— START TEXT EXCERPT —
NAME

ronin-web-spider - Spiders a website

SYNOPSIS

ronin-web spider [options] {--host HOST | --domain DOMAIN | --site URL}

DESCRIPTION

Spiders a website.

OPTIONS

--host HOST
Spiders the specific HOST.
--domain DOMAIN
Spiders the whole DOMAIN.
--site URL
Spiders the website, starting at the URL.
--open-timeout SECS
Sets the connection open timeout.
--read-timeout SECS
Sets the read timeout.
--ssl-timeout SECS
Sets the SSL connection timeout.
--continue-timeout SECS
Sets the continue timeout.
--keep-alive-timeout SECS
Sets the connection keep alive timeout.
-P, --proxy PROXY
Sets the proxy to use.
-H, --headerNAME: VALUE
Sets a default header.
--host-header NAME=VALUE
Sets a default header.
-u, --user-agent chrome-linux|chrome-macos|chrome-windows|chrome-iphone|chrome-ipad|chrome-android|firefox-linux|firefox-macos|firefox-windows|firefox-iphone|firefox-ipad|firefox-android|safari-macos|safari-iphone|safari-ipad|edge
The User-Agent to use.
-U, --user-agent-string STRING
The raw User-Agent string to use.
-R, --referer URL
Sets the Referer URL.
--delay SECS
Sets the delay in seconds between each request.
-l, --limit COUNT
Only spiders up to COUNT pages.
-d, --max-depth DEPTH
Only spiders up to max depth.
--enqueue URL
Adds the URL to the queue.
--visited URL
Marks the URL as previously visited.
--strip-fragments
Enables/disables stripping the fragment component of every URL.
--strip-query
Enables/disables stripping the query component of every URL.
--visit-scheme SCHEME
Visit URLs with the URI scheme.
--visit-schemes-like /REGEX/
Visit URLs with URI schemes that match the REGEX.
--ignore-scheme SCHEME
Ignore URLs with the URI scheme.
--ignore-schemes-like /REGEX/
Ignore URLs with URI schemes matching the REGEX.
--visit-host HOST
Visit URLs with the matching host name.
--visit-hosts-like /REGEX/
Visit URLs with hostnames that match the REGEX.
--ignore-host HOST
Ignore the host name.
--ignore-hosts-like /REGEX/
Ignore the host names matching the REGEX.
--visit-port PORT
Visit URLs with the matching port number.
--visit-ports-like /REGEX/
Visit URLs with port numbers that match the REGEX.
--ignore-port PORT
Ignore the port number.
--ignore-ports-like /REGEX/
Ignore the port numbers matching the REGEXP.
--visit-link URL
Visit the URL.
--visit-links-like /REGEX/
Visit URLs that match the REGEX.
— END TEXT EXCERPT —
— START RAW RECORDS —
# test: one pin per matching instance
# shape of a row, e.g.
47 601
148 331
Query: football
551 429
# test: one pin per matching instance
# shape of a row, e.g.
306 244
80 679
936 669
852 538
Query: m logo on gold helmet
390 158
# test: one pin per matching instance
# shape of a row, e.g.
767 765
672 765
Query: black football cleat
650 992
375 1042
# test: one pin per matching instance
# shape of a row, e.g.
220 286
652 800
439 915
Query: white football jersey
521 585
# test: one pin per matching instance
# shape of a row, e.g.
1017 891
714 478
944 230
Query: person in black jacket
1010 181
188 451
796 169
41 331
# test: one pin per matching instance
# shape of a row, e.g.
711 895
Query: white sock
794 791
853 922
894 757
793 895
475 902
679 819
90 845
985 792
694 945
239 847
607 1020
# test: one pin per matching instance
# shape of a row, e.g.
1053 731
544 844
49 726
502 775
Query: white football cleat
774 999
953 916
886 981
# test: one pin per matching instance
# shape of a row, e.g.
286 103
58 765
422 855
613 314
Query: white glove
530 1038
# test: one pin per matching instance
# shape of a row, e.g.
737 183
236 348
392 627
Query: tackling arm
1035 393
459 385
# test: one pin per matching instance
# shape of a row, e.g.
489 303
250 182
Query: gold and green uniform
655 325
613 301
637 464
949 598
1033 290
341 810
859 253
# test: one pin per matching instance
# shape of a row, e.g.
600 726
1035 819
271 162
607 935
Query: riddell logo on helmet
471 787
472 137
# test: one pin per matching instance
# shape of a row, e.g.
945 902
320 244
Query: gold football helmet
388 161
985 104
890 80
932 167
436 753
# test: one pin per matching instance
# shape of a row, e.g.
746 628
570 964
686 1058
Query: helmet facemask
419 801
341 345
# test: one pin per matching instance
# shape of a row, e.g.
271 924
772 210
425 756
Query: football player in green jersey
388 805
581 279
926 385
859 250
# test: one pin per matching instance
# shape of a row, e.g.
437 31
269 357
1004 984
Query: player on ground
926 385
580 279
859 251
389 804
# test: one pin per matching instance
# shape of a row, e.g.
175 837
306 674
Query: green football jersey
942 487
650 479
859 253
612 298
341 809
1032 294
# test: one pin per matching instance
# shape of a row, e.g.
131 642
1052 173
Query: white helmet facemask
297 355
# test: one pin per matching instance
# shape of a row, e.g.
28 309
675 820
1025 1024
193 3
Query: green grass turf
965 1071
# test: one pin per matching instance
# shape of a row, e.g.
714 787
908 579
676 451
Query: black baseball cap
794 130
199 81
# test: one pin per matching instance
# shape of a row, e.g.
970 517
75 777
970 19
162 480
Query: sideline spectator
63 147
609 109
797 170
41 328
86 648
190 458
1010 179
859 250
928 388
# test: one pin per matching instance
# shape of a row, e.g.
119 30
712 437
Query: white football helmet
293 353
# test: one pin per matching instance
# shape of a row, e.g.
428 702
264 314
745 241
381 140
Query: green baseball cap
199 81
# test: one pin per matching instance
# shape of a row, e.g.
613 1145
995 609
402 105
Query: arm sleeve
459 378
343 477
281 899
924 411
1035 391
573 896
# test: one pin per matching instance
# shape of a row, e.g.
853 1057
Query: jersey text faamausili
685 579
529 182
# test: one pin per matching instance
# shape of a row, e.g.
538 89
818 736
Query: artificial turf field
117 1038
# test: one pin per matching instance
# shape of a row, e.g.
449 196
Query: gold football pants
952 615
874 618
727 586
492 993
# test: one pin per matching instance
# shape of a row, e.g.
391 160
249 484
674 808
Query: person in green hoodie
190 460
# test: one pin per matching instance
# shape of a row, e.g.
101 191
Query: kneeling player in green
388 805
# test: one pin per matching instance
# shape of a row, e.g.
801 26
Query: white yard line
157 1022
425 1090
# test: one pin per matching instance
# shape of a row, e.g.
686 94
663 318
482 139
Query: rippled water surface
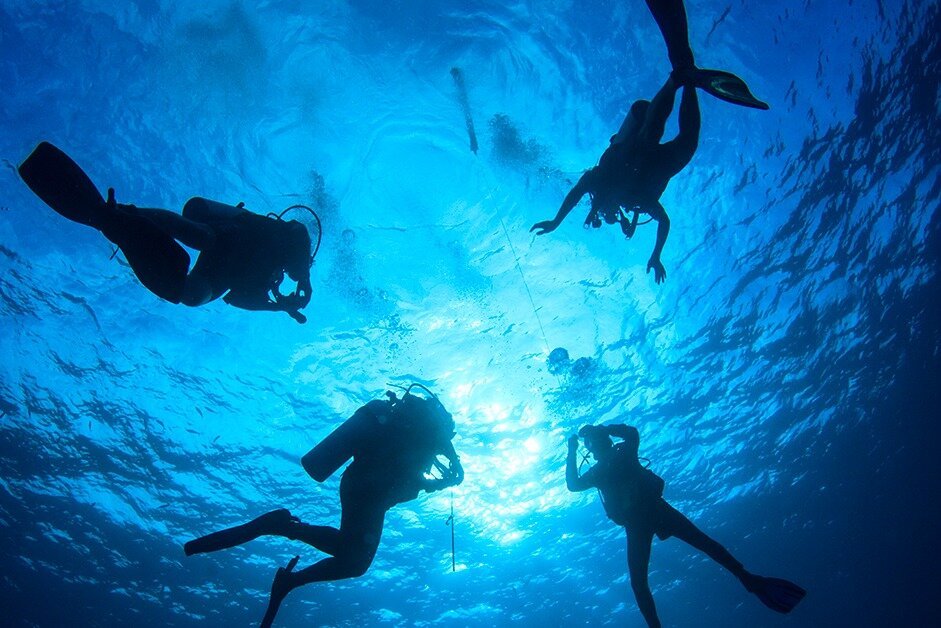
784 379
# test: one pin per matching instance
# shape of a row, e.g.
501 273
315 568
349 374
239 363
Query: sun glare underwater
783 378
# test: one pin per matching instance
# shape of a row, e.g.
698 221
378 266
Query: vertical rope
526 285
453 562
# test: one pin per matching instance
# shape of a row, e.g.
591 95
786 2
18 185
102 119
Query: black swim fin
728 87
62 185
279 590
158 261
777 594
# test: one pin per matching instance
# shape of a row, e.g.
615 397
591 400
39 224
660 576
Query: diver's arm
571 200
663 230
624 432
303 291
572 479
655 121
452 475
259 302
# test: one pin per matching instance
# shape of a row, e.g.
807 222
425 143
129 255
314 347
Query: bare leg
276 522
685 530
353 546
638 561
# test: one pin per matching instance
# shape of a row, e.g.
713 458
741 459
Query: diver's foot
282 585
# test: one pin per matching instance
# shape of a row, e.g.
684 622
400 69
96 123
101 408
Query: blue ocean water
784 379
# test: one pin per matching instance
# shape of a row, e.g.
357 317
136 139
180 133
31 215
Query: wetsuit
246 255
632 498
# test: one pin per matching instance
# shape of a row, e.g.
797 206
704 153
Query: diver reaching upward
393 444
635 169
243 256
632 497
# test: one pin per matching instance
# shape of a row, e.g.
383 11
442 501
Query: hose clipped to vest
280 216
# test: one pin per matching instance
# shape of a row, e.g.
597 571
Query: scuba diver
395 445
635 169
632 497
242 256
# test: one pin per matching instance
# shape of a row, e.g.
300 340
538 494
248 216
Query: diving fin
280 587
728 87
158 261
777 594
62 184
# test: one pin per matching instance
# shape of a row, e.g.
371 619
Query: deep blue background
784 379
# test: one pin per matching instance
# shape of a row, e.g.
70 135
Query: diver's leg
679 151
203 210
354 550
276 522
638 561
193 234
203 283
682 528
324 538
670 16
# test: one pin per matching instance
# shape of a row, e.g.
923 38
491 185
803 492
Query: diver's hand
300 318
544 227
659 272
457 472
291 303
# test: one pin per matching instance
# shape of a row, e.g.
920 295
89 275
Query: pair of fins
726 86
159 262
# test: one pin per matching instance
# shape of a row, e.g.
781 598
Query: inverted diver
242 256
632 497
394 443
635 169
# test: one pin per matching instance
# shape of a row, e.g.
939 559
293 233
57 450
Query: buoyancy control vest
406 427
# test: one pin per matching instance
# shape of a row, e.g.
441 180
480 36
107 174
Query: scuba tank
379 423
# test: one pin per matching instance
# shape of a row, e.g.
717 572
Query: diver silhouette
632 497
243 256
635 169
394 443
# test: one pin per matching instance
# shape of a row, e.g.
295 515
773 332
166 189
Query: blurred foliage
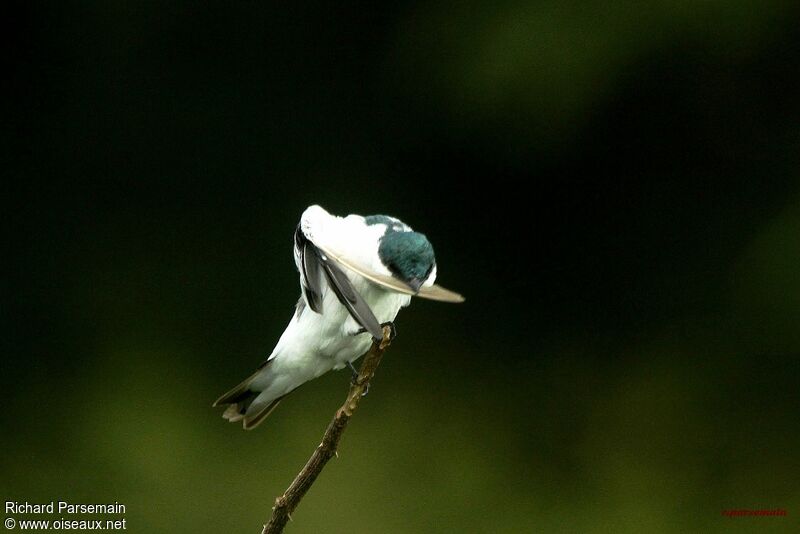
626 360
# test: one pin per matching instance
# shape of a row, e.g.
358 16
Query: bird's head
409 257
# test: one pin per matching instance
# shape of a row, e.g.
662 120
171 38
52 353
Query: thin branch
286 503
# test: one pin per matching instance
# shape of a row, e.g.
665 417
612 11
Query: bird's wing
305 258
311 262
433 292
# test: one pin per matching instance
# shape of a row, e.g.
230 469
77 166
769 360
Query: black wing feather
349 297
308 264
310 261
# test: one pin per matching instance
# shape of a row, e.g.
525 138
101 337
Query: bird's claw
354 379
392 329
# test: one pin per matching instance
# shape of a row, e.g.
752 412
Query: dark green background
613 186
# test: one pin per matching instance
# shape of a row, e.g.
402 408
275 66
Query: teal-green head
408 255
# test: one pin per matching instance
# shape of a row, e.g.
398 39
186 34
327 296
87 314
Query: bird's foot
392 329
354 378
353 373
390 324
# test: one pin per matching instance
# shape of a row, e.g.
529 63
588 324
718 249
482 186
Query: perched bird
— END RAW RECORDS —
**TASKS TO COMPLETE**
**a.** In the ronin-web-spider page, how do the --host, --domain and --site options differ in what they spider?
**b.** From the ronin-web-spider page, return the passage starting at "-U, --user-agent-string STRING" and ending at "between each request.".

**PROBLEM SOLUTIONS**
**a.** The --host option spiders one specific host, and --domain spiders a whole domain. The --site option spiders a website starting at a given URL.

**b.**
-U, --user-agent-string STRING
The raw User-Agent string to use.
-R, --referer URL
Sets the Referer URL.
--delay SECS
Sets the delay in seconds between each request.